• **INPUT MATERIAL**
------------------------------------------------------------

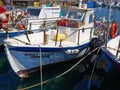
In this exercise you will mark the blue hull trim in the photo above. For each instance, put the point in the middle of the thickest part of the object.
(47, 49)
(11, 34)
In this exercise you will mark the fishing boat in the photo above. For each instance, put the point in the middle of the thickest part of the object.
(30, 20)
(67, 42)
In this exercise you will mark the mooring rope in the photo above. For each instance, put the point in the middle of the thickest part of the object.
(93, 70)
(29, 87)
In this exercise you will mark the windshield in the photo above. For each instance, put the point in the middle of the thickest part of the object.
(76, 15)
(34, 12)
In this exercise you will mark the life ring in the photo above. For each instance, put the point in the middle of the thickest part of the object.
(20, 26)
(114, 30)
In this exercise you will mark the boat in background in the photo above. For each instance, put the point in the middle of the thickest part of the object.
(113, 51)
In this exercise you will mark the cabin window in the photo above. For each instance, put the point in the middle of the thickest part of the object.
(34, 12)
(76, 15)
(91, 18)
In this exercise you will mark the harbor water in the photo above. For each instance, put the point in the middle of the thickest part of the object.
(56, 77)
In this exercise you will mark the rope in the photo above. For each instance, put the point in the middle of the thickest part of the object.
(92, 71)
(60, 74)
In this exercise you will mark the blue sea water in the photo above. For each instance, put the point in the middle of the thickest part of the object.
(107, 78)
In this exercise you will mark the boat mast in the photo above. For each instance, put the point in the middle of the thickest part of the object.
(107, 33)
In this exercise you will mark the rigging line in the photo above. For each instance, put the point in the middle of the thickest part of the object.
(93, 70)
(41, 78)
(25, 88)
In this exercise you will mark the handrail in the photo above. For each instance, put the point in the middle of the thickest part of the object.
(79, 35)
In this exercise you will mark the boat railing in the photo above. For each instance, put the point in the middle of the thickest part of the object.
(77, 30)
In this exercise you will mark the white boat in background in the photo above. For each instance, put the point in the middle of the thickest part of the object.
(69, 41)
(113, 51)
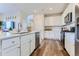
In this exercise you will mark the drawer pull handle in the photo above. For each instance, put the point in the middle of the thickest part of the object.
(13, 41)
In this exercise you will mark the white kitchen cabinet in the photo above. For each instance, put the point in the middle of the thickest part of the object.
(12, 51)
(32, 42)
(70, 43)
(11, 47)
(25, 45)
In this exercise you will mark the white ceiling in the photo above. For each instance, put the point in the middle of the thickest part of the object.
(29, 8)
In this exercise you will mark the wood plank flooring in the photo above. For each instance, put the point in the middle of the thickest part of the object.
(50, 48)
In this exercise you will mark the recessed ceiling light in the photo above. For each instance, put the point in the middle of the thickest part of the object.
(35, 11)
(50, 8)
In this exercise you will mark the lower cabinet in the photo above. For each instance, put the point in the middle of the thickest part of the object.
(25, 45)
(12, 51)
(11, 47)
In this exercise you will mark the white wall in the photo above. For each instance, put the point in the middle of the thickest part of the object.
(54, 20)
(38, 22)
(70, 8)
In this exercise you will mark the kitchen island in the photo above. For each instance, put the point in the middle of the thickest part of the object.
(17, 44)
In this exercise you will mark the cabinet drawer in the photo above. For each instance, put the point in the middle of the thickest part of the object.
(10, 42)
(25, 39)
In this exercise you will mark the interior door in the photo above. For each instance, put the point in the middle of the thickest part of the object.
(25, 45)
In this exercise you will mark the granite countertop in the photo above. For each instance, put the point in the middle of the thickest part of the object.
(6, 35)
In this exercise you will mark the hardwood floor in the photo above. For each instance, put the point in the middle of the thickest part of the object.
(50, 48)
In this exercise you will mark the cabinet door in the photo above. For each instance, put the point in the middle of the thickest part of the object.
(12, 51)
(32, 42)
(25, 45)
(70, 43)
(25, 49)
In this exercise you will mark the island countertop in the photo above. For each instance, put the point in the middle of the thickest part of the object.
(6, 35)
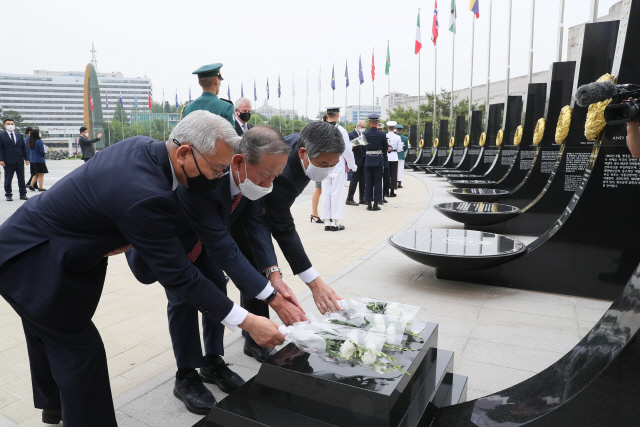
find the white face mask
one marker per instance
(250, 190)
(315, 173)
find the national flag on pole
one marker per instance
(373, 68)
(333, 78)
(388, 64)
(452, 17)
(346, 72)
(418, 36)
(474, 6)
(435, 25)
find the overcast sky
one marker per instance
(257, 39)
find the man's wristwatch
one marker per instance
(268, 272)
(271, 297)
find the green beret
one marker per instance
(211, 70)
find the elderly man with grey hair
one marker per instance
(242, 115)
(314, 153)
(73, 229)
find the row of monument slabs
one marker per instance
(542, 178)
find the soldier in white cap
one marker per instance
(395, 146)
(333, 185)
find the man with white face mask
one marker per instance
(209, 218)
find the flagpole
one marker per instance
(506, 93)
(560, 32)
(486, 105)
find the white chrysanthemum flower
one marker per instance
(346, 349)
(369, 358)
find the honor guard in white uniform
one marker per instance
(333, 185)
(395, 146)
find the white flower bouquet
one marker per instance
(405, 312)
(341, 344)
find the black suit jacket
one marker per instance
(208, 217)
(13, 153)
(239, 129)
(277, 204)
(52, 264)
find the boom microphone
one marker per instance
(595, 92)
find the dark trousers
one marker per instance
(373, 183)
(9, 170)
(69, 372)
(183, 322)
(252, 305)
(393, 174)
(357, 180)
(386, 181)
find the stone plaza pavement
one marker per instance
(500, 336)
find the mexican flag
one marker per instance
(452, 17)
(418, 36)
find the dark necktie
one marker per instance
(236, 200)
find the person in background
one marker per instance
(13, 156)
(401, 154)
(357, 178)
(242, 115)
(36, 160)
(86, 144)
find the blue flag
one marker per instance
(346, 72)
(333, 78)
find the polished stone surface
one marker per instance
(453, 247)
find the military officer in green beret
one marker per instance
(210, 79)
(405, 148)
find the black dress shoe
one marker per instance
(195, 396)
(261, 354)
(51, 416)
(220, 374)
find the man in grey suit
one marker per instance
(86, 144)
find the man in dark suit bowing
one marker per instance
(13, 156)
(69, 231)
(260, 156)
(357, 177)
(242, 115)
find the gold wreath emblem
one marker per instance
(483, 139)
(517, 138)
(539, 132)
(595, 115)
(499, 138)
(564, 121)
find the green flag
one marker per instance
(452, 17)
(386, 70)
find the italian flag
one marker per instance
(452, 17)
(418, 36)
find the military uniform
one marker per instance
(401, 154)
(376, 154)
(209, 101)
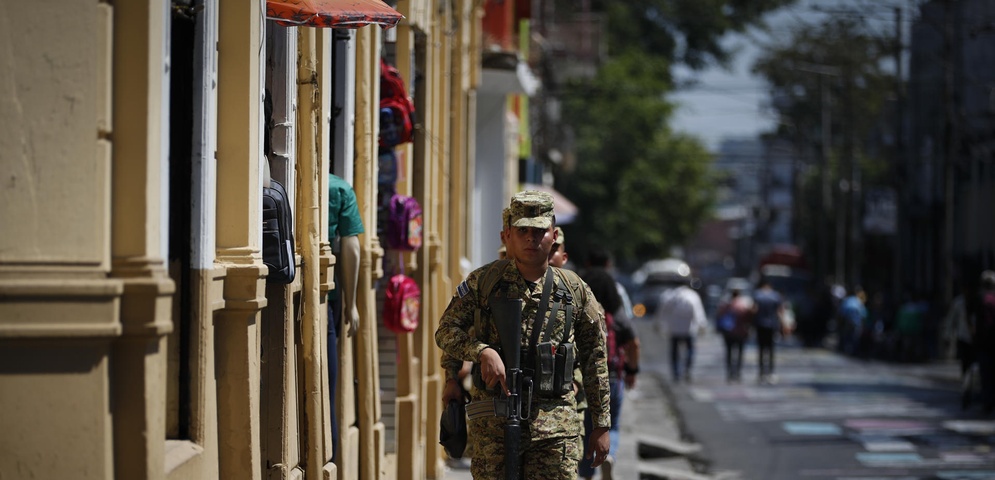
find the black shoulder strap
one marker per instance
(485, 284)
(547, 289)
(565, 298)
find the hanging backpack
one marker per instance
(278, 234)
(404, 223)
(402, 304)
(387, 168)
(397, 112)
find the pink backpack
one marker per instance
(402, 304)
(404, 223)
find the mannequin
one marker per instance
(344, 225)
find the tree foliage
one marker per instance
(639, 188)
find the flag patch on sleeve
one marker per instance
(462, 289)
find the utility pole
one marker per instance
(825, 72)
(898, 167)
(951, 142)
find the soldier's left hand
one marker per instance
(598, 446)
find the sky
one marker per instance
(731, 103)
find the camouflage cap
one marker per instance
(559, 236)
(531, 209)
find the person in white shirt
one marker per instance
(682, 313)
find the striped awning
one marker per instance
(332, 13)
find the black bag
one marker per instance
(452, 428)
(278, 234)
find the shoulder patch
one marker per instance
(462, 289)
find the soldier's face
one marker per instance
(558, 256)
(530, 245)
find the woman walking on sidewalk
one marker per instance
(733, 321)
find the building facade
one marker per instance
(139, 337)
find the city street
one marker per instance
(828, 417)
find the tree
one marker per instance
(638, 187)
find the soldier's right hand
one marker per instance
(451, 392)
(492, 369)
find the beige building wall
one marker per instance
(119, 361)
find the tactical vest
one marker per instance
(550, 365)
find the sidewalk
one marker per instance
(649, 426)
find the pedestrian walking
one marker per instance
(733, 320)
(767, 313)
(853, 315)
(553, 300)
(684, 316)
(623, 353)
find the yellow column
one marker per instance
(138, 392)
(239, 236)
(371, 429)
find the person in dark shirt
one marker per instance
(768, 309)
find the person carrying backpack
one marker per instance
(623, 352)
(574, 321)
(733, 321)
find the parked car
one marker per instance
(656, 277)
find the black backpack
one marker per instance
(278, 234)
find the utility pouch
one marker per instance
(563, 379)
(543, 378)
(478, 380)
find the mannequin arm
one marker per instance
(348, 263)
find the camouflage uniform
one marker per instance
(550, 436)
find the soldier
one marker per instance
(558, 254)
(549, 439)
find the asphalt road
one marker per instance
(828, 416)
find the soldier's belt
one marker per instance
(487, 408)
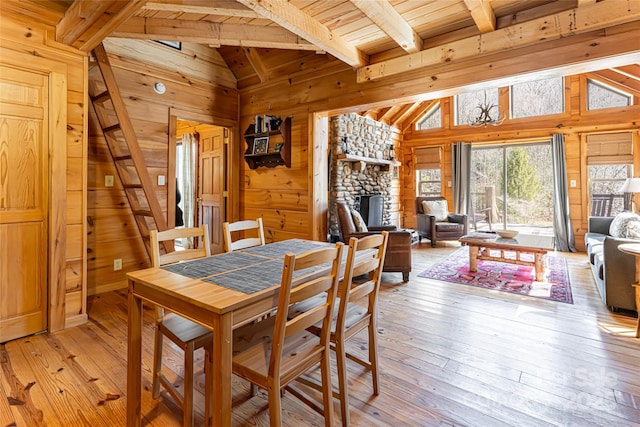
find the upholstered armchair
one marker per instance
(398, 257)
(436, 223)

------------------------------------------------------------

• **ACTIVITY**
Please write out, word for word, each line from the one with "find the soldier's face" to the last line of the data, keeping both ends and omitting pictures.

• **REPLY TO THE EXERCISE**
find the soldier's face
one marker per instance
(558, 256)
(530, 245)
find the woman walking on sidewalk
one marker per instance
(733, 321)
find the building facade
one marker per instance
(139, 337)
find the city street
one marker per instance
(828, 417)
find the tree
one marker per instance
(638, 187)
find the soldier's right hand
one marker per instance
(451, 392)
(492, 369)
find the beige building wall
one marker per instance
(119, 361)
find the tactical vest
one marker per instance
(550, 365)
find the sidewalk
one marker per instance
(649, 426)
find the pedestrian walking
one marker per instance
(733, 320)
(767, 313)
(853, 315)
(553, 300)
(684, 316)
(623, 353)
find the yellow column
one marker per instance
(138, 392)
(239, 236)
(371, 429)
find the person in dark shirt
one marker per instance
(768, 309)
find the person carrying backpack
one marker per instance
(623, 352)
(574, 321)
(733, 321)
find the parked car
one marker per instance
(656, 277)
find the black backpack
one marker per instance
(278, 234)
find the utility pouch
one marker per instance
(563, 379)
(543, 378)
(478, 380)
find the mannequin arm
one marker per instance
(348, 263)
find the camouflage uniform
one marker per instance
(550, 436)
find the soldier
one marker per instance
(558, 254)
(549, 439)
find the asphalt road
one marker per instance
(828, 416)
find the soldier's belt
one marker per instance
(487, 408)
find the upholstered armchair
one marker per instance
(398, 257)
(436, 223)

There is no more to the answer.